Transcribe the data below verbatim, from the line with "the paw print" through the end of the data, both ends included.
** START OF Data for this task **
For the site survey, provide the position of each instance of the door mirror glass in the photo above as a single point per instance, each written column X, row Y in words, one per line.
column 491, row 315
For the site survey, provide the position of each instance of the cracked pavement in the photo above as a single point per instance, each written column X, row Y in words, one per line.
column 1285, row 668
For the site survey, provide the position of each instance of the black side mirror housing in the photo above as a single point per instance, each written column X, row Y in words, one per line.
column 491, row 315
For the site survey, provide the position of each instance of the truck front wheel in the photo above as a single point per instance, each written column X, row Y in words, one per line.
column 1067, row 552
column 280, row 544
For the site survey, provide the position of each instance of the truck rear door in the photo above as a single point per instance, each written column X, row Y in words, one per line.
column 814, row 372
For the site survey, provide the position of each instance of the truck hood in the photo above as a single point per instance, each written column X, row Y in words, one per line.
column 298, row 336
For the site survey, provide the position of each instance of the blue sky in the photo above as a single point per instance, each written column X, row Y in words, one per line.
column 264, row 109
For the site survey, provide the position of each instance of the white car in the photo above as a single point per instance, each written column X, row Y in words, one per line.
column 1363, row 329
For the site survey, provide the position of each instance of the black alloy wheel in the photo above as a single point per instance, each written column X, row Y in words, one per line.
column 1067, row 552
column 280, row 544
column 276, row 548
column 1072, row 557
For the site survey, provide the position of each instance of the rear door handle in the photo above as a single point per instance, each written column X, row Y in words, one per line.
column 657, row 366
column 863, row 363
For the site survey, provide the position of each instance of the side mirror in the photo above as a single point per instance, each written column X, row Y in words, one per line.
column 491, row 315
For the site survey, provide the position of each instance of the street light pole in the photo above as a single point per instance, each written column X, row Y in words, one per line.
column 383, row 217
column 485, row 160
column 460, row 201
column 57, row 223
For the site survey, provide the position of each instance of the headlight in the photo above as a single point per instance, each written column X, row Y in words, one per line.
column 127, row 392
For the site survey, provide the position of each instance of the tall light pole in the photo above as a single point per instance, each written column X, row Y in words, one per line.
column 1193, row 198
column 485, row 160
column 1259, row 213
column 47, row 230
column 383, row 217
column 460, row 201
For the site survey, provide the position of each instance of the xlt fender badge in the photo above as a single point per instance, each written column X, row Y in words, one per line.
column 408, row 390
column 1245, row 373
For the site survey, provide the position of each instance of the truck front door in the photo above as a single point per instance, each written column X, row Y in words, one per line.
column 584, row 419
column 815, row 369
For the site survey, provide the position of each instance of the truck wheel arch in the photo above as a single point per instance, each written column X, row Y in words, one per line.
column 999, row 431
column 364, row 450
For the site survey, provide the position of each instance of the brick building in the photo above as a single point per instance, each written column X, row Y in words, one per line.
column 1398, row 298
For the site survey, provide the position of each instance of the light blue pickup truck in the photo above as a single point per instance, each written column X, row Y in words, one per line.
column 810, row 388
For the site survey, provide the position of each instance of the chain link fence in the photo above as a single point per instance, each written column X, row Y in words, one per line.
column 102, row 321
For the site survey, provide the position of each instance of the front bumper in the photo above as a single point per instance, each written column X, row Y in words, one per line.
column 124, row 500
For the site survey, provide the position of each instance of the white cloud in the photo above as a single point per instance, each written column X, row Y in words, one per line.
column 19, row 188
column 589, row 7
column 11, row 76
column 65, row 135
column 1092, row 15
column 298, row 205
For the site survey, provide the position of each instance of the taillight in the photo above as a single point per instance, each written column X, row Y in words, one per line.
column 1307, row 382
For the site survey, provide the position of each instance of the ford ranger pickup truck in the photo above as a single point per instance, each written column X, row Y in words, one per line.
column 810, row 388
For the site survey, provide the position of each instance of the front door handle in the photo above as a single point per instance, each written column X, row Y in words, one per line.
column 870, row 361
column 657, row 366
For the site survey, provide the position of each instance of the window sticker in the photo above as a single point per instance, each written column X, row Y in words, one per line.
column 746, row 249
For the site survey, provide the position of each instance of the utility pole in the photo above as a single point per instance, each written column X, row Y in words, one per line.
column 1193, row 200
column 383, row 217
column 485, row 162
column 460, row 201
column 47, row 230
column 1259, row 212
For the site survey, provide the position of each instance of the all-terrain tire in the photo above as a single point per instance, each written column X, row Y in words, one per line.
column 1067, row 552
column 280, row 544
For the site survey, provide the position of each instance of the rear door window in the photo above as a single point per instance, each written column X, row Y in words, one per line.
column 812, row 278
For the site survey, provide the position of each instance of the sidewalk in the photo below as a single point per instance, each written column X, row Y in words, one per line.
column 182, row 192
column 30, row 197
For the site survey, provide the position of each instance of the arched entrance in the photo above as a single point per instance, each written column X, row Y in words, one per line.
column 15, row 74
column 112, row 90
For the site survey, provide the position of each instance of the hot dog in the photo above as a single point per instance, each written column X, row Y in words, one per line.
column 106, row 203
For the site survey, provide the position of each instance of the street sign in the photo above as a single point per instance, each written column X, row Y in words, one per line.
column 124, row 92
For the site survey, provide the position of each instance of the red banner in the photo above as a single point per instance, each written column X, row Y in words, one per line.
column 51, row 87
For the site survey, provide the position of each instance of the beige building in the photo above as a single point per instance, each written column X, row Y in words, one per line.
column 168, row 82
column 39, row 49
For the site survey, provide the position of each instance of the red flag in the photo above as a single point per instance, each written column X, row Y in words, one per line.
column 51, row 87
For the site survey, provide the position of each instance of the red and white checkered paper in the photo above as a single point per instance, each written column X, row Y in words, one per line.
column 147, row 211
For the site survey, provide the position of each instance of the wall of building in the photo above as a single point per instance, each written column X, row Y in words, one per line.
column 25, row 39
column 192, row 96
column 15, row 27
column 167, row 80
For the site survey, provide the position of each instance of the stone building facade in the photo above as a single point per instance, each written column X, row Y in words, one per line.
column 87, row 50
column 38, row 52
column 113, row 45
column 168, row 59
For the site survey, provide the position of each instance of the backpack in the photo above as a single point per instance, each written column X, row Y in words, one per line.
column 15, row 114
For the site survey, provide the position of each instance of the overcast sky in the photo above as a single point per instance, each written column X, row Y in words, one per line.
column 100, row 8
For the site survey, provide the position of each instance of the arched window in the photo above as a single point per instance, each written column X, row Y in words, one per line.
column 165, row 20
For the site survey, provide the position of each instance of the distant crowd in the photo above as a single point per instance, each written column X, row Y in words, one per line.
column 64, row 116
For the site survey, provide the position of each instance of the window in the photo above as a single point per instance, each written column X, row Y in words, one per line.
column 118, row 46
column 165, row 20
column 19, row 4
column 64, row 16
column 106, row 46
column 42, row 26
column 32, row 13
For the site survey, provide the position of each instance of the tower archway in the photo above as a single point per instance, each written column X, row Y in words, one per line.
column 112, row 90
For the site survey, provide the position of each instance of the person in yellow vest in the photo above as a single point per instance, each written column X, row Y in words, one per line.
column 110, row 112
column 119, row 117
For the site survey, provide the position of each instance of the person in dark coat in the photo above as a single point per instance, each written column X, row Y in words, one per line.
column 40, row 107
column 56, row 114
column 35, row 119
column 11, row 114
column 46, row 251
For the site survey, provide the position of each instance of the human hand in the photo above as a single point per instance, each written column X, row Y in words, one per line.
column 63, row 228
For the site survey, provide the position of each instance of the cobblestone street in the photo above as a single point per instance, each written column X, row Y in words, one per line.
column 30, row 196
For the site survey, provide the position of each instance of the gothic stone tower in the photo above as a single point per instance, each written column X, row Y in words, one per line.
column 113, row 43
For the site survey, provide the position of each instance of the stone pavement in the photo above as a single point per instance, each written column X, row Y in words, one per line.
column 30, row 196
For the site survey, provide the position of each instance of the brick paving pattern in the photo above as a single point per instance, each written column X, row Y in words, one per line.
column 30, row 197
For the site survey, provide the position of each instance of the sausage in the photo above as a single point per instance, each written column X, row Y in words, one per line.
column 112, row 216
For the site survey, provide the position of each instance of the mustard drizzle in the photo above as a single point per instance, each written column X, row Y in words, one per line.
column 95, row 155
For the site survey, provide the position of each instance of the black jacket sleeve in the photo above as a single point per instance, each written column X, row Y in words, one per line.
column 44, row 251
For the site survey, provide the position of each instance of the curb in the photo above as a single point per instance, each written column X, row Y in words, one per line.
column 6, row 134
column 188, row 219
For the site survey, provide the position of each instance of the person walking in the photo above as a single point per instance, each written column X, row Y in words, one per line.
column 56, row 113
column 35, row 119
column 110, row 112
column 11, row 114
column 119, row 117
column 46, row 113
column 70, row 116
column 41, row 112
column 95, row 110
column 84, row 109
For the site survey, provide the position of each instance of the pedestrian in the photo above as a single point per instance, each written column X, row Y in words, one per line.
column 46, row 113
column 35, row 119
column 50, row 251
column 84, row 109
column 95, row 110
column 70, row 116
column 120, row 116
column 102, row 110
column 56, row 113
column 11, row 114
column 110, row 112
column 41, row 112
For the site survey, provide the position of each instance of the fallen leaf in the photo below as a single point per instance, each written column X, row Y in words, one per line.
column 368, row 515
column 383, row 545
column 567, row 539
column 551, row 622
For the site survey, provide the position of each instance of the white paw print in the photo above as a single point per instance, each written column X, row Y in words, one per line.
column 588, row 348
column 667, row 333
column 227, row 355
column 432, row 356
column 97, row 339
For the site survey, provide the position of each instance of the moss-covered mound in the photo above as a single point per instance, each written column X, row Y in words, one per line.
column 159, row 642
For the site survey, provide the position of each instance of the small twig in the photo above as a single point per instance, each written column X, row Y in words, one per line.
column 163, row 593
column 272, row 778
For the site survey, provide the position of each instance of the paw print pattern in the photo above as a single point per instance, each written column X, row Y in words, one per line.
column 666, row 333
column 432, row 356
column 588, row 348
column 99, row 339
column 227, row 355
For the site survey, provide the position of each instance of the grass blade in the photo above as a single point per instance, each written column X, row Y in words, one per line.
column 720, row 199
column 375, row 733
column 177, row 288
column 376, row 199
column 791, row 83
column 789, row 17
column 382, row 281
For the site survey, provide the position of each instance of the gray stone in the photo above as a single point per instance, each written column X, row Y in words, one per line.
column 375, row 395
** END OF Data for this task **
▶ [Reply to the task]
For the site survey, provide the position of each instance of the paw print pattern in the photo above as a single point per instance, each written column X, row Y in words, one per line.
column 666, row 333
column 432, row 356
column 588, row 348
column 99, row 339
column 227, row 355
For the site survey, provide the position of each instance of the grass blade in the photo above as a single point per instance, each written column X, row Y in words, one per line.
column 720, row 199
column 375, row 733
column 177, row 288
column 376, row 199
column 791, row 83
column 789, row 17
column 382, row 281
For the site survey, provide the position of each instance of the gray stone in the photo above as a single point per instance, each written column X, row Y in words, one per line.
column 375, row 395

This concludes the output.